Dans La Capitale, vous décrivez une Union européenne qui méprise la culture. Mais existe-t-il un rapport spécifique des Européens à l’art, à la création et à la culture ? Si oui, comment le définir ?
Robert Menasse : L’Union européenne, c’est qui ? Les États membres ? Nous tous, qui sommes des citoyens de l’Union européenne ? Les institutions européennes communes ? On ne peut en aucun cas dire que « l’Union européenne » méprise la culture. La réalité, c’est simplement que la Direction générale Culture de la Commission européenne n’a pas beaucoup d’importance. Elle n’a que peu de compétences, par conséquent peu de budget, et donc peu de poids dans la Commission. Les gens qui veulent faire carrière au sein de celle-ci ressentent ainsi leur transfert à la Direction générale Culture comme une impasse, un coup d’arrêt à leur carrière. C’est ce que je raconte dans mon roman. Mais si la Culture n’a pas beaucoup de compétences au sein de la Commission, ça ne tient pas à un désintérêt politique de l’Union européenne pour la culture, cela tient au contraire aux États membres : dans le cadre de de la Commission, chaque direction a exactement le champ de compétences que lui délèguent les États membres. C’est l’explication de toute l’affaire : les États transfèrent peu de compétences à la Culture, si bien que cette direction n’a qu’un petit budget et donc de peu de poids dans la Commission. Quand nous observons les États membres, nous y voyons deux systèmes totalement différents : dans certains États, la politique culturelle est de la compétence des régions, dans d’autres elle est centralisée, dans d’autres encore, notamment en Europe de l’Est, elle est inexistante ou soumise aux intérêts politiques du gouvernement en place. Et partout, malgré tout, on crée de l’art et on trouve une culture née de l’histoire. Celle-ci forme un réseau de diversité et de richesse sur ce continent.

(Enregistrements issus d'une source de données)
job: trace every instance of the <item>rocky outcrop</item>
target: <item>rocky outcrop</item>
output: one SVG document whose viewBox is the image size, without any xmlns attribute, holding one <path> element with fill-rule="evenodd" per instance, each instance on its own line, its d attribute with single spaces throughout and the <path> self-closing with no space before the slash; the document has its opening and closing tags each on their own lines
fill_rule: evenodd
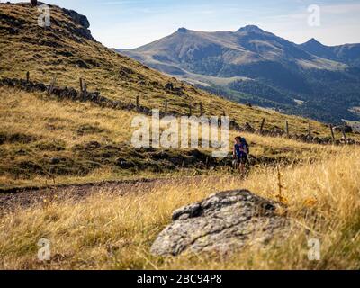
<svg viewBox="0 0 360 288">
<path fill-rule="evenodd" d="M 84 16 L 82 14 L 79 14 L 77 12 L 74 10 L 68 10 L 68 9 L 62 9 L 66 14 L 71 17 L 75 22 L 77 24 L 83 26 L 86 29 L 88 29 L 90 27 L 90 22 L 87 20 L 86 16 Z"/>
<path fill-rule="evenodd" d="M 247 190 L 212 194 L 175 211 L 173 222 L 158 235 L 151 253 L 225 253 L 247 245 L 265 245 L 274 236 L 289 233 L 290 220 L 277 215 L 278 205 Z"/>
</svg>

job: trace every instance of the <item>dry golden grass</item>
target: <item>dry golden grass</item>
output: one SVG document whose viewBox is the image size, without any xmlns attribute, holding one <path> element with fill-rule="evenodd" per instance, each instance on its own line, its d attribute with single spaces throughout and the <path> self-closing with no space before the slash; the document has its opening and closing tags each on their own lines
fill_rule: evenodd
<svg viewBox="0 0 360 288">
<path fill-rule="evenodd" d="M 360 150 L 344 148 L 321 163 L 286 167 L 284 197 L 290 218 L 307 228 L 265 248 L 248 248 L 227 257 L 183 255 L 155 257 L 149 247 L 172 212 L 218 191 L 248 188 L 276 199 L 274 168 L 237 177 L 177 179 L 140 194 L 99 191 L 84 202 L 53 202 L 0 220 L 0 266 L 5 269 L 359 269 Z M 304 210 L 311 211 L 305 216 Z M 317 219 L 317 221 L 315 221 Z M 51 242 L 52 260 L 37 260 L 37 242 Z M 319 238 L 321 260 L 309 261 L 307 239 Z"/>
<path fill-rule="evenodd" d="M 136 115 L 134 112 L 100 108 L 89 103 L 58 101 L 46 94 L 0 87 L 0 134 L 25 135 L 33 139 L 29 142 L 14 140 L 0 145 L 0 186 L 42 186 L 54 183 L 167 176 L 167 172 L 159 175 L 150 171 L 135 173 L 121 170 L 114 164 L 116 156 L 113 159 L 98 157 L 101 153 L 109 152 L 106 145 L 129 147 L 135 130 L 131 128 L 131 121 Z M 88 130 L 82 133 L 83 128 Z M 230 148 L 235 136 L 238 133 L 230 131 Z M 249 133 L 243 133 L 243 136 L 251 145 L 252 155 L 279 161 L 318 158 L 321 153 L 337 153 L 340 149 L 338 147 L 305 144 L 284 138 Z M 86 157 L 84 153 L 74 150 L 75 147 L 85 147 L 91 141 L 103 145 L 92 152 L 94 155 Z M 134 149 L 129 148 L 124 157 L 130 159 L 133 152 Z M 51 173 L 56 166 L 50 164 L 50 159 L 63 158 L 68 159 L 68 173 Z M 23 169 L 24 162 L 39 165 L 49 173 L 32 171 L 31 167 Z M 94 162 L 99 166 L 93 167 Z M 88 172 L 77 174 L 79 168 L 76 165 L 85 166 Z M 190 171 L 192 173 L 194 171 Z"/>
</svg>

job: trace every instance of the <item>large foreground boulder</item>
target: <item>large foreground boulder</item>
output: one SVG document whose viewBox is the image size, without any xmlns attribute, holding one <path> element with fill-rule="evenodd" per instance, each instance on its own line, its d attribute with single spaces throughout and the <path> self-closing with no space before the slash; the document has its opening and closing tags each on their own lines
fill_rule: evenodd
<svg viewBox="0 0 360 288">
<path fill-rule="evenodd" d="M 245 245 L 266 244 L 289 232 L 290 222 L 276 213 L 278 206 L 248 190 L 212 194 L 175 211 L 173 222 L 158 235 L 151 253 L 226 253 Z"/>
</svg>

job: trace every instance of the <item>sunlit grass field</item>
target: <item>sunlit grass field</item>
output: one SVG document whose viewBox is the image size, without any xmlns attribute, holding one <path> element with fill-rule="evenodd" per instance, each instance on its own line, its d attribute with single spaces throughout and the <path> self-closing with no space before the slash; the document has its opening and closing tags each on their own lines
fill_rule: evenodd
<svg viewBox="0 0 360 288">
<path fill-rule="evenodd" d="M 266 248 L 249 246 L 226 256 L 157 257 L 149 248 L 176 208 L 218 191 L 247 188 L 278 194 L 274 168 L 236 176 L 175 179 L 151 191 L 110 191 L 82 202 L 71 197 L 19 210 L 0 220 L 0 266 L 5 269 L 359 269 L 360 151 L 344 148 L 321 163 L 282 169 L 287 217 L 302 229 Z M 140 190 L 141 188 L 140 187 Z M 284 212 L 282 212 L 284 213 Z M 307 232 L 305 232 L 307 231 Z M 52 260 L 37 258 L 37 242 L 51 243 Z M 309 261 L 308 239 L 320 241 L 320 261 Z"/>
</svg>

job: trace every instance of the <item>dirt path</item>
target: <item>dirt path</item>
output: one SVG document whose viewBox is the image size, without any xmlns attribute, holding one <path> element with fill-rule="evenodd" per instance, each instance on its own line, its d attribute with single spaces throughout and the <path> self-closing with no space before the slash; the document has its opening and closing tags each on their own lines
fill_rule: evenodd
<svg viewBox="0 0 360 288">
<path fill-rule="evenodd" d="M 183 177 L 182 183 L 194 182 L 201 176 Z M 27 208 L 48 201 L 81 201 L 86 197 L 106 191 L 106 193 L 124 195 L 126 194 L 141 194 L 151 191 L 153 188 L 174 183 L 178 178 L 139 179 L 103 182 L 96 184 L 74 184 L 53 186 L 47 188 L 25 188 L 0 191 L 0 215 L 11 212 L 17 208 Z"/>
</svg>

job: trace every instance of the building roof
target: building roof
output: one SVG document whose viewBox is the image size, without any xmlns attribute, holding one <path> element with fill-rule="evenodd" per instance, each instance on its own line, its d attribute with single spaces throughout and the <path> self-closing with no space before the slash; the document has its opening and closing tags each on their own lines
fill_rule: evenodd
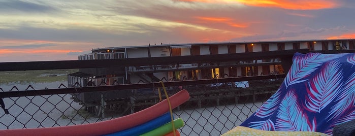
<svg viewBox="0 0 355 136">
<path fill-rule="evenodd" d="M 247 41 L 247 42 L 211 42 L 211 43 L 184 43 L 184 44 L 163 44 L 154 45 L 139 45 L 139 46 L 118 46 L 113 47 L 106 47 L 102 48 L 96 48 L 92 49 L 92 52 L 98 52 L 100 51 L 105 51 L 107 50 L 114 49 L 125 49 L 140 48 L 155 48 L 164 47 L 175 47 L 183 48 L 187 46 L 192 45 L 240 45 L 245 44 L 263 44 L 263 43 L 295 43 L 295 42 L 322 42 L 322 41 L 349 41 L 355 40 L 355 39 L 313 39 L 313 40 L 284 40 L 284 41 Z M 173 47 L 174 48 L 174 47 Z"/>
</svg>

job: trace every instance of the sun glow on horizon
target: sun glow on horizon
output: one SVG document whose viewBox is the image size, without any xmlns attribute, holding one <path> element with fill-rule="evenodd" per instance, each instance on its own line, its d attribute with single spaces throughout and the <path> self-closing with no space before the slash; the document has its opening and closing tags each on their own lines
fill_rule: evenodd
<svg viewBox="0 0 355 136">
<path fill-rule="evenodd" d="M 0 49 L 0 54 L 6 53 L 69 53 L 81 52 L 82 50 L 43 50 L 43 49 Z"/>
<path fill-rule="evenodd" d="M 199 2 L 215 4 L 237 4 L 262 7 L 277 7 L 288 10 L 319 10 L 338 7 L 338 4 L 332 1 L 289 1 L 289 0 L 179 0 L 185 2 Z"/>
</svg>

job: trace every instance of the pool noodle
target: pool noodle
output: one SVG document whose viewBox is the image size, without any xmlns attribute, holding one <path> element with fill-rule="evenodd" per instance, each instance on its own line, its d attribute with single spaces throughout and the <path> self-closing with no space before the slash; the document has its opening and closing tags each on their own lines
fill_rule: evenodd
<svg viewBox="0 0 355 136">
<path fill-rule="evenodd" d="M 189 95 L 184 89 L 170 97 L 172 108 L 187 101 Z M 139 112 L 99 122 L 46 128 L 0 130 L 0 135 L 99 135 L 118 132 L 144 123 L 169 112 L 168 100 Z"/>
<path fill-rule="evenodd" d="M 174 133 L 175 133 L 175 135 L 174 135 Z M 171 132 L 170 133 L 167 133 L 164 136 L 180 136 L 180 132 L 178 130 L 175 130 L 173 132 Z"/>
<path fill-rule="evenodd" d="M 181 118 L 178 118 L 174 120 L 174 125 L 175 127 L 175 129 L 180 128 L 184 126 L 184 121 Z M 170 132 L 172 132 L 175 130 L 173 130 L 172 122 L 170 122 L 164 125 L 155 129 L 149 131 L 140 135 L 141 136 L 158 136 L 164 135 Z"/>
<path fill-rule="evenodd" d="M 164 124 L 171 122 L 171 117 L 170 113 L 168 112 L 164 114 L 162 116 L 154 119 L 149 122 L 147 122 L 144 124 L 139 125 L 138 126 L 125 129 L 119 132 L 110 133 L 105 136 L 113 136 L 113 135 L 139 135 L 150 131 L 153 130 Z"/>
</svg>

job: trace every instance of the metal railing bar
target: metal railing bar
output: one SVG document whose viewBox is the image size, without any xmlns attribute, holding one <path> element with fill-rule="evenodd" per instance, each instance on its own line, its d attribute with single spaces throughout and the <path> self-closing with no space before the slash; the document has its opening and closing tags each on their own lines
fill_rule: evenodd
<svg viewBox="0 0 355 136">
<path fill-rule="evenodd" d="M 177 86 L 183 85 L 193 85 L 211 83 L 228 83 L 245 81 L 266 80 L 271 79 L 285 78 L 284 74 L 270 75 L 251 77 L 220 78 L 216 79 L 202 79 L 188 81 L 180 81 L 165 82 L 165 86 Z M 30 91 L 17 91 L 0 92 L 0 98 L 29 96 L 43 95 L 52 95 L 90 92 L 101 92 L 107 91 L 117 91 L 127 89 L 148 88 L 160 87 L 162 84 L 159 82 L 121 84 L 111 86 L 91 86 L 84 87 L 74 87 L 69 88 L 48 89 Z"/>
</svg>

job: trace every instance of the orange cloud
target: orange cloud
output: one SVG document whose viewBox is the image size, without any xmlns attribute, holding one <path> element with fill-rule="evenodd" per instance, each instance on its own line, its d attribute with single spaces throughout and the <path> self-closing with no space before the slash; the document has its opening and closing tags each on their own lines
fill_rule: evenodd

* **PROBLÈMES À RÉSOUDRE**
1. Dans le texte sur l'Union européenne et la culture, relevez toutes les pistes que Robert Menasse avance en réponse à sa propre interrogation « L’Union européenne, c’est qui ? ».
2. Traduisez en anglais cette phrase tirée du passage à lire : « Et partout, malgré tout, on crée de l’art et on trouve une culture née de l’histoire. »

* **RÉPONSES AUX PROBLÈMES**
1.
- Les États membres
- Nous tous, qui sommes des citoyens de l'Union européenne
- Les institutions européennes communes

2. And everywhere, in spite of everything, art is created and a culture born of history is to be found.